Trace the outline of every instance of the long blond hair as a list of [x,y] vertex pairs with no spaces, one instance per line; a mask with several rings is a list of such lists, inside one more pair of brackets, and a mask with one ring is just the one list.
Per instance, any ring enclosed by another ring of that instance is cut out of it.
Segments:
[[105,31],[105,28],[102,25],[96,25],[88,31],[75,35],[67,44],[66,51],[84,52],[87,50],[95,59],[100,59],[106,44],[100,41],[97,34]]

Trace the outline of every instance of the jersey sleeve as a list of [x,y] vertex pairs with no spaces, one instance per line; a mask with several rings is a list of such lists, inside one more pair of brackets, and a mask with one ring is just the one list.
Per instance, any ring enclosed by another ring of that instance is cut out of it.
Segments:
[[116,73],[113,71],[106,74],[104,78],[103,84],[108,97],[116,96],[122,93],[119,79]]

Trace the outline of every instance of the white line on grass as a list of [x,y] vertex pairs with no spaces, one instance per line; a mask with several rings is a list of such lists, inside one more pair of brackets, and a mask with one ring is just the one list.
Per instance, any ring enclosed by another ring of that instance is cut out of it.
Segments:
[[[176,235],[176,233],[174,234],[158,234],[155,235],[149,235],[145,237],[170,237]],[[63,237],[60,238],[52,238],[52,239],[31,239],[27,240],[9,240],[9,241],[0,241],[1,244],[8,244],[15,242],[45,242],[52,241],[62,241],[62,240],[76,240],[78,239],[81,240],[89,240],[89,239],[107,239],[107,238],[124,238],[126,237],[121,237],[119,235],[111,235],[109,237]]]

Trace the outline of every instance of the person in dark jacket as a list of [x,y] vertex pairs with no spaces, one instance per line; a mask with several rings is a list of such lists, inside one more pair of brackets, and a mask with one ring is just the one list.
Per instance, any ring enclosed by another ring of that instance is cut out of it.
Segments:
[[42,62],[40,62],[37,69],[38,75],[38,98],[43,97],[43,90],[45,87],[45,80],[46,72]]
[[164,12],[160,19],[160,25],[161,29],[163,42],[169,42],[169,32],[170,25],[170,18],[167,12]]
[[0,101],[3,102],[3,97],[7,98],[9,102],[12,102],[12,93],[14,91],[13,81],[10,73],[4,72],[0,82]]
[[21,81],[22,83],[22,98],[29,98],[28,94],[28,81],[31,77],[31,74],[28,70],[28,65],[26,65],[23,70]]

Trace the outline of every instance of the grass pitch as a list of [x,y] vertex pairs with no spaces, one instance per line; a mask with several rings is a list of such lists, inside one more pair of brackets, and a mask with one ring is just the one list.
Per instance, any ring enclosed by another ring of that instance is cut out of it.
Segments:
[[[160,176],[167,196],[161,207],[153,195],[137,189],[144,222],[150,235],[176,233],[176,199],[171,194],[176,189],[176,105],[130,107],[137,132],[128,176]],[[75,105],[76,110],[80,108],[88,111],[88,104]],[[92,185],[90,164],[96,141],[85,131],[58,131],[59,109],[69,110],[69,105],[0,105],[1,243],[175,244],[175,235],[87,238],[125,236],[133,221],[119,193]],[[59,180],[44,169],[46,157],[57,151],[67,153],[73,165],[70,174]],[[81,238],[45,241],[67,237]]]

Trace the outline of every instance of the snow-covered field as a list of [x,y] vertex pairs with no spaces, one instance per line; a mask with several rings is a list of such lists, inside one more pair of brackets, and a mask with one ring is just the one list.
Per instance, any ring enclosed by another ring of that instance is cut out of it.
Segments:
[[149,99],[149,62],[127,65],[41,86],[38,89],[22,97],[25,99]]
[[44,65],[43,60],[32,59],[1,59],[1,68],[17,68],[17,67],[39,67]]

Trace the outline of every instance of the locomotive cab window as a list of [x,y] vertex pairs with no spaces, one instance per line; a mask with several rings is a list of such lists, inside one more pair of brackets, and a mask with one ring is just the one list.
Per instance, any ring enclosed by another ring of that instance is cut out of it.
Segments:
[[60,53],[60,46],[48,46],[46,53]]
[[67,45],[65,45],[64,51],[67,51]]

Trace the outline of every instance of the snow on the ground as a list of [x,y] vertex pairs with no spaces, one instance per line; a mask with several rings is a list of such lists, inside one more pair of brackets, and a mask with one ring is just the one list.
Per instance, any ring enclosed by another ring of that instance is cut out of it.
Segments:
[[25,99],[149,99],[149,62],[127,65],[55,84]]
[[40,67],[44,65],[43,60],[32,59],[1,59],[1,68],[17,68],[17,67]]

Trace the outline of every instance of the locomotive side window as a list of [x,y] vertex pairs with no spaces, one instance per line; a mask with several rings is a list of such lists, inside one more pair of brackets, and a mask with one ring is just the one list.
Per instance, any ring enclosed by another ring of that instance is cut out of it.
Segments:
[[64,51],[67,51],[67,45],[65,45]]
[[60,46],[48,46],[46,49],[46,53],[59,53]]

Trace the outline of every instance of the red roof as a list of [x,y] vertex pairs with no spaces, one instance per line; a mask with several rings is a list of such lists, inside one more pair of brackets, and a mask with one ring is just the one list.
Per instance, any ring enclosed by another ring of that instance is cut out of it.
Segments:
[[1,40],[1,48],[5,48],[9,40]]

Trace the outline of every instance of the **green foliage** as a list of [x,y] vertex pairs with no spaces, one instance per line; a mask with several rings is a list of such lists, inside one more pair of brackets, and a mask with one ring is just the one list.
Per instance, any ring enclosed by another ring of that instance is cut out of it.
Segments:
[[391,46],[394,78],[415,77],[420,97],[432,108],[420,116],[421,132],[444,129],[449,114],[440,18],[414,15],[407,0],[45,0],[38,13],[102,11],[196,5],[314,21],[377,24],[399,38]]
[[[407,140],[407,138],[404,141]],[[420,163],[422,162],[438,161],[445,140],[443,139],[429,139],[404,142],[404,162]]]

━━━

Could you arrange everything in the data from the line containing "Trace the outline of every instance of the snow on" down to the line containing "[[1,40],[1,48],[5,48],[9,40]]", both included, as a JSON list of strings with one string per line and blank lines omitted?

**Written answer**
[
  "Trace the outline of every instance of the snow on the ground as a list of [x,y] vertex pairs with no spaces, one instance per line; a mask with several rings is a list of such lists, inside one more pair of brackets, and a mask with one ring is just the one list.",
  "Per instance, any ring enclosed by another ring of that instance is cut out of it.",
  "Segments:",
  "[[25,99],[149,99],[149,62],[127,65],[55,84]]",
  "[[40,67],[44,65],[43,60],[32,59],[1,59],[1,68],[17,68],[17,67]]",
  "Trace the outline of every instance of the locomotive side window as a list of [x,y] vertex pairs with no spaces, one instance per line; a mask with several rings is a list of such lists, inside one more pair of brackets, and a mask with one ring is just the one list.",
  "Per instance, any ring enclosed by another ring of that instance is cut out of it.",
  "Segments:",
  "[[64,51],[67,51],[67,45],[65,45]]",
  "[[60,46],[48,46],[46,49],[46,53],[59,53]]",
  "Trace the outline of every instance of the red roof as a list of [x,y] vertex pairs with no spaces, one instance per line; a mask with several rings is a list of such lists, inside one more pair of brackets, and a mask with one ring is just the one list.",
  "Per instance, any ring enclosed by another ring of that instance is cut out of it.",
  "Segments:",
  "[[1,40],[1,48],[5,48],[9,40]]"
]